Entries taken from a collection
=== Begin Enclosure ===
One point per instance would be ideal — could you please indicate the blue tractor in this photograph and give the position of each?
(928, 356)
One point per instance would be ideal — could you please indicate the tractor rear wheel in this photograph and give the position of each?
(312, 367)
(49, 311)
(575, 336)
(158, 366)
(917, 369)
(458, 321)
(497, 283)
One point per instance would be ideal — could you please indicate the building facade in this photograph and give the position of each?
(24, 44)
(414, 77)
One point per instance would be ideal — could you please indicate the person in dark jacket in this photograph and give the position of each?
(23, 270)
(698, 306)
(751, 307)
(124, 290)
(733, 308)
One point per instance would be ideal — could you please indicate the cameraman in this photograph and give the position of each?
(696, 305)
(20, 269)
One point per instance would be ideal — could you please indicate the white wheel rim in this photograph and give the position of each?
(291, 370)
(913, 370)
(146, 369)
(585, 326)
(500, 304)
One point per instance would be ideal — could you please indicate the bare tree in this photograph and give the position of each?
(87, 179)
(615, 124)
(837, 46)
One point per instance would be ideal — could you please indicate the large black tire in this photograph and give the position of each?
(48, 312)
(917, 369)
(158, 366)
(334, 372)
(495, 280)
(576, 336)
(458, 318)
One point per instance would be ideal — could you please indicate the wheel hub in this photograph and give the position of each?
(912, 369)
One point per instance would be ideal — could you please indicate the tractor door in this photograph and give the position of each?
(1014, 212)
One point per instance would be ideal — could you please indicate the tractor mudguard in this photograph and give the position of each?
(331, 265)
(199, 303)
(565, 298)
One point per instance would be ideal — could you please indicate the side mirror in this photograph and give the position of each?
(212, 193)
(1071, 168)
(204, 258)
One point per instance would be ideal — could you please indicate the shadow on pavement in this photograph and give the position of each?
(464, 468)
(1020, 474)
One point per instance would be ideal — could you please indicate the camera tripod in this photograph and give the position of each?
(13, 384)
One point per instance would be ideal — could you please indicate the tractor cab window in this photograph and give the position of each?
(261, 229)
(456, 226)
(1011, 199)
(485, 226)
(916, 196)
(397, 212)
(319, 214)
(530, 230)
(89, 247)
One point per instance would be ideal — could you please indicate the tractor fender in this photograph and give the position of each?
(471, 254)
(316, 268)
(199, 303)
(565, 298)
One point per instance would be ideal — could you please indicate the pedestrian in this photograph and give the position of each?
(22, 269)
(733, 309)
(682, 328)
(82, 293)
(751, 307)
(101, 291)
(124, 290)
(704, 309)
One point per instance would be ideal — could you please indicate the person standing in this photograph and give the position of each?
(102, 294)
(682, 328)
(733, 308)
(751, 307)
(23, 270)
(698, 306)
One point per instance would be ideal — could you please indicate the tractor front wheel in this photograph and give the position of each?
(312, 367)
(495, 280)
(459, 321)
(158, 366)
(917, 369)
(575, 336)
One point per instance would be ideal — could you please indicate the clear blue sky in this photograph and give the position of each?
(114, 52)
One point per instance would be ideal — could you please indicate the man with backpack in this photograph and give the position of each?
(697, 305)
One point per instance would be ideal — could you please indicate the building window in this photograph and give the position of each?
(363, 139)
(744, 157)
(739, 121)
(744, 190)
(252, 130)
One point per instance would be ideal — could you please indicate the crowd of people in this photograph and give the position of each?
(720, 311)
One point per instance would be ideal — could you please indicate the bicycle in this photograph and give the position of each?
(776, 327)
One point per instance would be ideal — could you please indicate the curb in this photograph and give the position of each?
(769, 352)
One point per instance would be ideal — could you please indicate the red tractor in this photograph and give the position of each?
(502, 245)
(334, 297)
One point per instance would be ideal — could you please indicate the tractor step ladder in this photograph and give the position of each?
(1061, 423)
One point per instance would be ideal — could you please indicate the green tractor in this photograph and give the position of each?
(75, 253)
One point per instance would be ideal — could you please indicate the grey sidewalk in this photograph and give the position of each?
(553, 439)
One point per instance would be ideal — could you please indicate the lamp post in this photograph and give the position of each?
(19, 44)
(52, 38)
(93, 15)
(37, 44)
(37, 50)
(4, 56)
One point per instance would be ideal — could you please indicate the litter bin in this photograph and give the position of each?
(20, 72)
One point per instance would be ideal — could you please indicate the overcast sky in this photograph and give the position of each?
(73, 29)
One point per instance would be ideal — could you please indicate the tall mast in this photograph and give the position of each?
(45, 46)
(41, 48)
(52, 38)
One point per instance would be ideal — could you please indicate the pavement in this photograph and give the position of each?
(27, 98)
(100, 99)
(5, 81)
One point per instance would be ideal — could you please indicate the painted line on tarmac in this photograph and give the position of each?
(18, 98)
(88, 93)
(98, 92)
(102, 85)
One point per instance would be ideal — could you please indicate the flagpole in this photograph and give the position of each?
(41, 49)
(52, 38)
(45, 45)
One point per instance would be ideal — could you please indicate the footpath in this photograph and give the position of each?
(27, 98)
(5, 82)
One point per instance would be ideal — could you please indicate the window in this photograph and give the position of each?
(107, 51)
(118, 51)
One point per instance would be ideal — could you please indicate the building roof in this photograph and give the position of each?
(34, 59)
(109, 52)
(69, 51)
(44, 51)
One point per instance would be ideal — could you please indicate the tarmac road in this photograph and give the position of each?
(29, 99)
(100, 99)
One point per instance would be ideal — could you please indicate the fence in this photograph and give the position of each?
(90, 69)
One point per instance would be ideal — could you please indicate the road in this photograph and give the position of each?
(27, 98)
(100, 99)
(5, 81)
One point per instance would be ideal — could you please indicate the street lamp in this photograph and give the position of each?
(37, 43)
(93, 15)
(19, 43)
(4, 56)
=== End Enclosure ===
● ABOUT THIS EXERCISE: All of the data above is to be transcribed without alteration.

● EXERCISE OUTPUT:
One point per instance would be ideal — could you please indicate the blue tractor in this photograph and give the position of each?
(928, 356)
One point per instance would be ideal — could you please indicate the tractor rear wheel in this photograph and give the position of each?
(312, 367)
(49, 311)
(575, 336)
(158, 366)
(917, 369)
(458, 321)
(497, 283)
One point per instance would be ideal — could you please indicate the building facade in this photograph and give the position of each?
(24, 44)
(414, 77)
One point per instance would be ideal — could you please indicate the person in dark jacket in this photograph and give the position of each?
(23, 270)
(698, 306)
(751, 307)
(124, 290)
(733, 308)
One point per instance would be ideal — could you please indicate the cameraman in this photograph and give the position of each?
(696, 305)
(20, 269)
One point per instance would be ideal — could you please indicate the white wheel rim in this photograph and give the position of each?
(291, 370)
(913, 370)
(146, 369)
(585, 326)
(500, 304)
One point per instance would be ideal — could you please indicate the bare tree in this photograph and give the position of each?
(87, 179)
(615, 124)
(837, 46)
One point per instance would be ideal — could you please indicate the large black tire in this photograph and give the position of each?
(48, 312)
(917, 369)
(158, 366)
(334, 372)
(495, 280)
(576, 336)
(458, 318)
One point per instance would be ideal — could you please indicate the wheel hub in this photograph and give the position of each?
(912, 369)
One point per instance would be ideal — could you please indicate the tractor door in this photograph and give the position of each?
(1014, 212)
One point per instance would be ideal — could you please indicate the tractor mudguard in this photograph and give the position of each?
(331, 265)
(199, 303)
(565, 298)
One point per instance would be ideal — could you please indicate the side mirror in this photograph and give the position of each?
(212, 193)
(1071, 168)
(204, 258)
One point per instance would be ideal — could you please indicate the shadow on pavement in this photograph and give the position of each?
(464, 468)
(1020, 474)
One point per instance would be ideal — could you please indicate the camera tripod in this photograph and give the position of each?
(13, 384)
One point per instance would be ideal — could you please indicate the tractor cab window in this photograph and give the position of each?
(261, 229)
(456, 226)
(1011, 199)
(485, 226)
(916, 196)
(397, 212)
(319, 214)
(530, 230)
(89, 247)
One point per instance would be ideal — could you please indicate the tractor fender in this photograph and give the position of each?
(471, 254)
(316, 268)
(199, 303)
(565, 298)
One point per instance would be ideal — could you please indicate the pedestrian in this photograph and give the position of each?
(22, 269)
(733, 309)
(682, 328)
(82, 293)
(751, 307)
(101, 291)
(124, 290)
(704, 309)
One point per instance would be ideal — could you please indicate the person standing in this photograph and give the position of each?
(102, 294)
(682, 328)
(733, 308)
(751, 307)
(23, 270)
(698, 306)
One point per instance would be ideal — could you please indicate the tractor front wheel in this photograph and give the position of each?
(312, 367)
(495, 280)
(459, 321)
(158, 366)
(917, 369)
(575, 336)
One point per instance would be ideal — could you please indicate the clear blue sky in this photograph and give the position of each?
(114, 52)
One point per instance would be ideal — could you please indicate the man with backpack in this photograph and give the position of each?
(697, 305)
One point per instance would be ideal — could you please indicate the building window in this photograph and give the position of each?
(363, 139)
(744, 157)
(739, 121)
(744, 190)
(252, 130)
One point per instance would be ideal — could you please indicate the crowd of people in this photograph and give the position of each?
(720, 311)
One point per instance would be ideal — could you please indicate the bicycle in this photograph and give the position of each?
(776, 327)
One point per instance would be ideal — could you please indicate the curb in this photograph and give the position of each?
(769, 352)
One point per instance would be ideal — could you please indicate the red tractor in this photograph and give the position of each?
(502, 245)
(334, 297)
One point per instance would be ideal — could you please indicate the tractor step ladder in this photograph and give the position of each?
(1061, 423)
One point per instance would be ideal — could you please indicate the green tractor in this photograph and give the position of each?
(75, 253)
One point per instance would be ideal — could you please indicate the grey sidewalk in this photograph and give the position of each?
(553, 439)
One point per instance would be ideal — could you please indicate the lamp post in this photograph and give the position of each?
(19, 44)
(52, 38)
(93, 15)
(37, 44)
(37, 50)
(4, 56)
One point per instance would be ideal — could you please indicate the litter bin in this photograph and give the position of each?
(20, 72)
One point per instance would be ideal — could you please indicate the overcast sky in this photograph and give the position of each?
(73, 29)
One point per instance would be ideal — could you please indicate the tall mast in this photograph and give the position of each?
(45, 46)
(41, 48)
(52, 38)
One point per instance would be ideal — could you please indicate the pavement in this photograph and give the position of each?
(27, 98)
(100, 99)
(5, 81)
One point per instance would be ideal — could you please indicate the painted line on tarmac in this photograph and give the position of each?
(18, 98)
(88, 93)
(98, 92)
(102, 85)
One point per instance would be ideal — could you please indicate the flagpole in this photograph and give the position of each?
(41, 49)
(52, 38)
(45, 45)
One point per instance would be ideal — could you please indicate the footpath in this photograph and give the position of each?
(27, 98)
(5, 82)
One point per instance would be ideal — could you please indicate the window in this photograph and give the position of each?
(107, 51)
(118, 51)
One point per instance would be ideal — could you please indicate the building roof in this photograph and give the position of each?
(34, 59)
(109, 52)
(69, 51)
(44, 51)
One point per instance would be ideal — could you please indicate the tarmac road in this photograph and give the position of each?
(29, 99)
(100, 99)
One point per instance would be ideal — could you please indicate the fence in this photograph and give the position of each?
(90, 69)
One point per instance would be ideal — could you please indicate the road in this photograph and give the position of each?
(27, 98)
(100, 99)
(5, 81)
One point per instance would be ideal — could you please indicate the street lamp in this photograph and give the position of each?
(37, 43)
(93, 15)
(19, 43)
(4, 56)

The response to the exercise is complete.